SHORT EXERCISE. Please pull out every line of the items below that contains the string "brown". Case counts, so match it exactly.

Extracted records
********************

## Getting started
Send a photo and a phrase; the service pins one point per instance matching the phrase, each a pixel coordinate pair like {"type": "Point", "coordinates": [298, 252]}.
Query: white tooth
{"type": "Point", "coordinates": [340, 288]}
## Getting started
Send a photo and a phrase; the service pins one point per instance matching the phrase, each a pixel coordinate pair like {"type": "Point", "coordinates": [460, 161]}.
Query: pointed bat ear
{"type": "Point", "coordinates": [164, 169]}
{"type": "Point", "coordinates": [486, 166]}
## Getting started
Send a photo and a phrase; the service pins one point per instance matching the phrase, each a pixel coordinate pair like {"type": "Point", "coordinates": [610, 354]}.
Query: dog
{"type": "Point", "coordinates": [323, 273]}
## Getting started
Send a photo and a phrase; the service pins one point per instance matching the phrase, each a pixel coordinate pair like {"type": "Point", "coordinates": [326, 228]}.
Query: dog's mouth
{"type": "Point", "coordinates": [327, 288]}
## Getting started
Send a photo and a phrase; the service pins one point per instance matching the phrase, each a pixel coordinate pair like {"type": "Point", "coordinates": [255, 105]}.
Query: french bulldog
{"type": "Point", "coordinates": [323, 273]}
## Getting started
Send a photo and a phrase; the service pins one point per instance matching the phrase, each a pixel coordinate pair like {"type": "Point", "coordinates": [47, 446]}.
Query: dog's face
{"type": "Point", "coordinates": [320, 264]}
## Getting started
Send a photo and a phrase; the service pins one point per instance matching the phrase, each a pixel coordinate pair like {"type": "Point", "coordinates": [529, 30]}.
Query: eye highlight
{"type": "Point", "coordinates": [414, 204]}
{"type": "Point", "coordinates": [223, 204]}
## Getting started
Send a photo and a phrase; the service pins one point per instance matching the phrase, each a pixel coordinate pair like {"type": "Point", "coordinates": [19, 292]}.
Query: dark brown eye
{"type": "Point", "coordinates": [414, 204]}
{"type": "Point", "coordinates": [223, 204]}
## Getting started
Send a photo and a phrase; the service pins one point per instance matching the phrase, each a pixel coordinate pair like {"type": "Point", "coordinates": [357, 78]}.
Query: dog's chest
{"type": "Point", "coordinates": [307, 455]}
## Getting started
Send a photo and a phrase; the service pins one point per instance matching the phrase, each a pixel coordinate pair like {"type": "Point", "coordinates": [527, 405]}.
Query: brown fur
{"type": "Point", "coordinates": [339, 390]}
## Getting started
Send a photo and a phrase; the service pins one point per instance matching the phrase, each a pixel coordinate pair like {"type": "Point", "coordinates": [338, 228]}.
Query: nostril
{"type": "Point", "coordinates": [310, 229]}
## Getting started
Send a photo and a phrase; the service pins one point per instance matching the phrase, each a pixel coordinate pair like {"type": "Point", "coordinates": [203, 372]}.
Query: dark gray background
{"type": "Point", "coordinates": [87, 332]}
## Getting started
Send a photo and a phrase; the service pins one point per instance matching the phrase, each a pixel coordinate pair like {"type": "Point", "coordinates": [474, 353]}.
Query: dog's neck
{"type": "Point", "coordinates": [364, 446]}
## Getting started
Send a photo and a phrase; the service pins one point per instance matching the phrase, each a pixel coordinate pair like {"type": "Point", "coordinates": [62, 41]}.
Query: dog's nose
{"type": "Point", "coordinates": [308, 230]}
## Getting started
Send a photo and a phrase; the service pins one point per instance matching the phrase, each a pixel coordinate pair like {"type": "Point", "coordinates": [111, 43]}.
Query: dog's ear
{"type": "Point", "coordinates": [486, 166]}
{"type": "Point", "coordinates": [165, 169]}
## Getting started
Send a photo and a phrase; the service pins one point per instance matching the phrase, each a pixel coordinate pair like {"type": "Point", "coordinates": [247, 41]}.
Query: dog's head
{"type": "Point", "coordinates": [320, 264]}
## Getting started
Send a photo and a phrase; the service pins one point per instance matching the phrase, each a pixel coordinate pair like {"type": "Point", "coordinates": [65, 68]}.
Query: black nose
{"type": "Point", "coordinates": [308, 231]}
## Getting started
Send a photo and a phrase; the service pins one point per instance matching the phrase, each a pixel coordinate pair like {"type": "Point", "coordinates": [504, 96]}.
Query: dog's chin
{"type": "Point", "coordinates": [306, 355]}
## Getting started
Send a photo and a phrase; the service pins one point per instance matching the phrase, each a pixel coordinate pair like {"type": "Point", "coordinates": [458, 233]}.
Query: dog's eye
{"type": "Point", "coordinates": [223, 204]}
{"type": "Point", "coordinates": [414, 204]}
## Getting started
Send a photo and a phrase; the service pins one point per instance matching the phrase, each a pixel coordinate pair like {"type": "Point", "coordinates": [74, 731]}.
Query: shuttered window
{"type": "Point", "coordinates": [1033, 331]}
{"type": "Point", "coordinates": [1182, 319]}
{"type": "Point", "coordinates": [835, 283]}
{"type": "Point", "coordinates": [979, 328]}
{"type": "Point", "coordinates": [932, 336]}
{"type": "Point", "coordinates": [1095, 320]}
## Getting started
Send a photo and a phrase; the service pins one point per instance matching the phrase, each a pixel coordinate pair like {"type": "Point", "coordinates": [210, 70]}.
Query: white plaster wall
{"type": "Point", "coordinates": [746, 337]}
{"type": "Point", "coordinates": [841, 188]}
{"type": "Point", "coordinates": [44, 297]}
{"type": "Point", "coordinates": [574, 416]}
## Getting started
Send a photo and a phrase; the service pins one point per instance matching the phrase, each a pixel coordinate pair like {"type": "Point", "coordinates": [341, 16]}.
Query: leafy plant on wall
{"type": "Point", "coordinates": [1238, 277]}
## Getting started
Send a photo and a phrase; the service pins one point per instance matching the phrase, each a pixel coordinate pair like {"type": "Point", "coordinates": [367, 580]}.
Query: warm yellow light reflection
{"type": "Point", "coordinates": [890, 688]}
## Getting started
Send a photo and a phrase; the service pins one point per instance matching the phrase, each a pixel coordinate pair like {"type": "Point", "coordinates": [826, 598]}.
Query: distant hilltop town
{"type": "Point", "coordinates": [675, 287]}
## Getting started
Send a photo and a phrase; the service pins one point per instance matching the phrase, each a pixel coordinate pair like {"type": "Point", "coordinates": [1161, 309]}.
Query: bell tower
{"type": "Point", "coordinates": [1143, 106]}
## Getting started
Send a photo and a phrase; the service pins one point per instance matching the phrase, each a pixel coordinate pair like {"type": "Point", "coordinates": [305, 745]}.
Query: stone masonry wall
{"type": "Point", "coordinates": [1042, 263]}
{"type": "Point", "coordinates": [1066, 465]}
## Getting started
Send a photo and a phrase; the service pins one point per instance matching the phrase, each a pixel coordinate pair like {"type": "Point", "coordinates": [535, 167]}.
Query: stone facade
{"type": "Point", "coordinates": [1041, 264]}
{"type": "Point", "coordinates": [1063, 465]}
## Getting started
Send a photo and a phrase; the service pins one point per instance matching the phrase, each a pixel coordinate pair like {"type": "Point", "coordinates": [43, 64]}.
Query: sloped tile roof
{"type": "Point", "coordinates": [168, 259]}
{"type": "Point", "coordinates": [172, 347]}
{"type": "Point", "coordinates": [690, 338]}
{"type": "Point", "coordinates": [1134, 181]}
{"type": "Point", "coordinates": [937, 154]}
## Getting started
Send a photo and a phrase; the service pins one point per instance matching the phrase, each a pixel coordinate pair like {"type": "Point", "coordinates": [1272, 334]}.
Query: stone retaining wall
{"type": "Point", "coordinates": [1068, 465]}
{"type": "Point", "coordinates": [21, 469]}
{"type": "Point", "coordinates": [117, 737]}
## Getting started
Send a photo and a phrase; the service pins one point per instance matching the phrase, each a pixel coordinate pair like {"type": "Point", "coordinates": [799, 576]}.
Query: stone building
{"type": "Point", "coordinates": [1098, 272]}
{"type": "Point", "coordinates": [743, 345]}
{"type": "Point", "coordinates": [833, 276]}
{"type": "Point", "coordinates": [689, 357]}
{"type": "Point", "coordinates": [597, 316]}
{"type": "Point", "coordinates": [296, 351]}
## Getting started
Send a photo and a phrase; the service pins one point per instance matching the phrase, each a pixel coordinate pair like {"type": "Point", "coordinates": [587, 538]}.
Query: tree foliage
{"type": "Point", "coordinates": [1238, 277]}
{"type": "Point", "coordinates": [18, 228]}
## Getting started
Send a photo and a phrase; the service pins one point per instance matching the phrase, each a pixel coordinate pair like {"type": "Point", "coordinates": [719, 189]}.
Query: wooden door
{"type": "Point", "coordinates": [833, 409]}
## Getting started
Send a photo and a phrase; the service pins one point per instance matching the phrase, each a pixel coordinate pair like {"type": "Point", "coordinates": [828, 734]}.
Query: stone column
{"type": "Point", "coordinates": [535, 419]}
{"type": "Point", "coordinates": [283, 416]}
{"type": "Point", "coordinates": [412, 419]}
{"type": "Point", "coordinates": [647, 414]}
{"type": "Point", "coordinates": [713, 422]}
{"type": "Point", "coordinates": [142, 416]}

********************

COMPLETE OUTPUT.
Query: dark brown eye
Query: brown fur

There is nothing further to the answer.